A word-for-word copy of the entries below is required.
^^^^
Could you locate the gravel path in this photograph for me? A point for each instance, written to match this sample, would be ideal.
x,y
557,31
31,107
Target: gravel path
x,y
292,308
^^^^
Reply –
Could you locate the gravel path in this photograph for me? A point for each instance, written to match this sample, would be ideal.
x,y
557,31
31,107
Target: gravel path
x,y
292,308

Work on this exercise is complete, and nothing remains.